• Work to do: Write out all of the lines below, exactly and completely.

• Source material:
● ● ● ● ●
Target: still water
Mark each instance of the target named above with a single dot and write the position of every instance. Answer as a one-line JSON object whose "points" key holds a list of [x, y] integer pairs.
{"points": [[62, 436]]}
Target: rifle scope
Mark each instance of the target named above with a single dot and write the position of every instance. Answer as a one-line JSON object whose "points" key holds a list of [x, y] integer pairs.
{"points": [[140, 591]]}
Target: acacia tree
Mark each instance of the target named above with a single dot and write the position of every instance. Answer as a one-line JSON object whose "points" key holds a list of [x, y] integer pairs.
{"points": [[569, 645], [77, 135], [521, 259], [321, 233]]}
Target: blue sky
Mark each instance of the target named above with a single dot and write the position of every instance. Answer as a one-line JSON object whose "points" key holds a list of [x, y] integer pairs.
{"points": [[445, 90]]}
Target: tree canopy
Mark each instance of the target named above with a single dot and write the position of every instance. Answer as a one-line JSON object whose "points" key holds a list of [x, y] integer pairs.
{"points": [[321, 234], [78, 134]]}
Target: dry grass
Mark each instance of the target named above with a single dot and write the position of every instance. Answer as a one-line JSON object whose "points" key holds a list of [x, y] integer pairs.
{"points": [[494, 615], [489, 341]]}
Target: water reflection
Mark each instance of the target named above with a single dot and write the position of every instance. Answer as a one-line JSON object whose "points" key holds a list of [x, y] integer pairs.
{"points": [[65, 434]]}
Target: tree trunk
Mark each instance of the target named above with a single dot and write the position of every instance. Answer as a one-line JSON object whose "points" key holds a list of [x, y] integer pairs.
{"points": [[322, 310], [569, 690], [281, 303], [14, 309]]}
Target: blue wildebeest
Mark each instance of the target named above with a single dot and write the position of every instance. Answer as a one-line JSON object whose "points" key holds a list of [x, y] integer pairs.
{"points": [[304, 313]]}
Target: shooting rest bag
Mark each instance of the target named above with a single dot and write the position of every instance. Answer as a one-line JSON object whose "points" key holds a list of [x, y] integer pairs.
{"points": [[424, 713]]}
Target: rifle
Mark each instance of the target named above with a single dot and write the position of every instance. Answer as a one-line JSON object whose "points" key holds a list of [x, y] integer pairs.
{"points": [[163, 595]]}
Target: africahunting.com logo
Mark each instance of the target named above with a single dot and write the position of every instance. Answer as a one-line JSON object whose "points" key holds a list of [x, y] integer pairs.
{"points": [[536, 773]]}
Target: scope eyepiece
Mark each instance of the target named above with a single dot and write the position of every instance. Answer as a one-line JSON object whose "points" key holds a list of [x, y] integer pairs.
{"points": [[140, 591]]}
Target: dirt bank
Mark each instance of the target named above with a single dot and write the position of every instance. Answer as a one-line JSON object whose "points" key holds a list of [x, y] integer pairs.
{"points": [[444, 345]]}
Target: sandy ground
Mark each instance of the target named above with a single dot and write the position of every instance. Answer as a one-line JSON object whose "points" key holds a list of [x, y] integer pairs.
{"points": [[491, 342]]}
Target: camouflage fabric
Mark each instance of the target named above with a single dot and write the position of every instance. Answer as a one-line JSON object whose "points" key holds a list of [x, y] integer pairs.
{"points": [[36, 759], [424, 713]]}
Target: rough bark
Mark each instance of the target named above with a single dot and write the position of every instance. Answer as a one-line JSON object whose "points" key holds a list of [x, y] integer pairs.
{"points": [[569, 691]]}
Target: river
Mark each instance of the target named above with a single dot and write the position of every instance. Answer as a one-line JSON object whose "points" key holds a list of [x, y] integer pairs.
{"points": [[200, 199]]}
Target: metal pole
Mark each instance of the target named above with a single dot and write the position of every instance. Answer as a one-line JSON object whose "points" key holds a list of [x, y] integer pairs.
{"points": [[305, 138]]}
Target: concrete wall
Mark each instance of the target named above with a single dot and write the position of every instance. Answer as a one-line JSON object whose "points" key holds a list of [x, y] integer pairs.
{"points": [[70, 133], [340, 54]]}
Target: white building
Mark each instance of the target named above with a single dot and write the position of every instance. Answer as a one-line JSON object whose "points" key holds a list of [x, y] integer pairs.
● ● ● ● ●
• Solution to the exercise:
Target: still water
Mark each instance of the target named above with a single dot and write the position of every instance. Answer as a one-line JSON object whose "points" key holds a list of [x, y] integer pairs.
{"points": [[62, 436]]}
Target: rifle scope
Mark each instance of the target named above with a single dot and write the position of every instance. Answer as a one-line JSON object whose "points" key holds a list of [x, y] integer pairs.
{"points": [[140, 591]]}
Target: acacia tree
Mark each instance of the target named above with a single dot and write the position of every instance. Answer as a one-line JSON object whose "points" key holds a list of [x, y] integer pairs.
{"points": [[569, 645], [77, 135], [521, 259], [321, 233]]}
Target: blue sky
Mark each instance of the target named above with a single dot and write the position of every instance. Answer as a one-line JSON object whose "points" key holds a list of [x, y] integer pairs.
{"points": [[445, 90]]}
Target: tree canopy
Mark each instance of the target named above with a single dot and write the position of every instance. Answer as a one-line JSON object whose "points" key holds a list of [x, y] integer pairs.
{"points": [[321, 234], [78, 134]]}
Target: dry grass
Mark each instance of the target named above with a single dot and write the position of every instance. Answer as a one-line JSON object whose "points" key holds a list of [x, y] integer pairs.
{"points": [[494, 615], [489, 341]]}
Target: water reflection
Mark each instance of the target named above with a single dot and write the position of every instance. Answer as a one-line JSON object whose "points" key holds a list of [x, y] integer pairs.
{"points": [[65, 434]]}
Target: tree trunk
Mark each instance of the target named above with a single dot and write the position of every instance. Answer as a one-line JSON object whose "points" key holds a list of [x, y] integer pairs.
{"points": [[322, 310], [569, 690], [281, 303], [14, 309]]}
Target: blue wildebeest
Mark each instance of the target named above with a single dot and write the position of every instance. Answer as a one-line JSON object whose "points" key holds a list of [x, y] integer pairs.
{"points": [[304, 313]]}
Target: shooting rest bag
Mark each instance of the target named above with a single dot and write the position of every instance. Answer as a one-line JSON object whose "points" key holds a list of [x, y] integer pairs.
{"points": [[424, 713]]}
Target: rifle
Mark each instance of the target named above with a single dot and write the position of every instance. Answer as a one-line JSON object whose "points" key holds a list of [x, y] integer pairs.
{"points": [[163, 595]]}
Target: africahunting.com logo
Mark each instance of the target named above with a single dot and write the position of every instance. Answer as a one-line JSON object whose "points" key holds a list of [x, y] integer pairs.
{"points": [[536, 773]]}
Target: scope eyepiece
Mark each instance of the target named above with a single dot and write the position of every instance. Answer as a one-line JSON object whose "points" key holds a list of [x, y] integer pairs.
{"points": [[140, 591]]}
Target: dirt bank
Mark each instance of the target named above with a single dot and write the position of every instance. Answer as a one-line JSON object whose "points" key holds a list of [x, y] integer pairs.
{"points": [[444, 345]]}
Target: sandy ground
Mark each instance of the target named above with a single dot and write the position of every instance. Answer as a one-line JSON object whose "points" key holds a list of [x, y] integer pairs.
{"points": [[491, 342]]}
Target: camouflage fabric
Mark each instance of the target named above with a single dot and write the position of every instance. Answer as a one-line JSON object whose "points" key holds a list of [x, y] integer pairs.
{"points": [[36, 759], [424, 713]]}
Target: rough bark
Mark each instance of the target named above with a single dot and write the position of every instance. Answer as a one-line JSON object whose "points" key holds a list of [x, y] integer pairs.
{"points": [[569, 691]]}
Target: river
Mark each instance of the target named above with a single dot and write the position of every instance. Answer as a one-line JSON object whose "points" key holds a list of [x, y] integer pairs.
{"points": [[200, 199]]}
Target: metal pole
Mark each instance of the target named above with a single dot and write the position of every instance. Answer as a one-line JSON object whose "points" key holds a list of [x, y] integer pairs.
{"points": [[305, 138]]}
Target: concrete wall
Mark each instance of the target named above with a single dot and write the position of every instance. Answer as a one-line JSON object whose "points" key holds a list of [x, y] integer pairs.
{"points": [[70, 133], [340, 54]]}
Target: white building
Mark each instance of the target named above with a single dot and write the position of every instance. Answer as a one-line JSON object whose "points" key holds a list of [x, y] integer pairs.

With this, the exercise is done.